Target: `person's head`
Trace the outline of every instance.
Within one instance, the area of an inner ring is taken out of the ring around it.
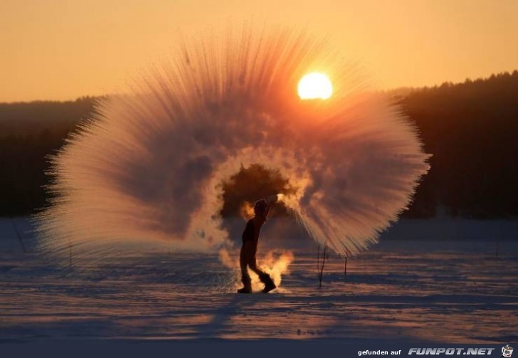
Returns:
[[[264,216],[266,215],[266,211],[268,209],[268,203],[266,200],[262,199],[255,201],[253,205],[253,212],[256,216]]]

■ ■ ■

# What this task involves:
Return the full material word for word. Do not include the pictures.

# Result:
Target: `person's head`
Trace the outline of every instance.
Within one instance, the area of an inner ring is taken out of the ring around it.
Returns:
[[[264,216],[266,215],[266,211],[268,209],[268,203],[266,200],[262,199],[255,201],[253,205],[253,212],[256,216]]]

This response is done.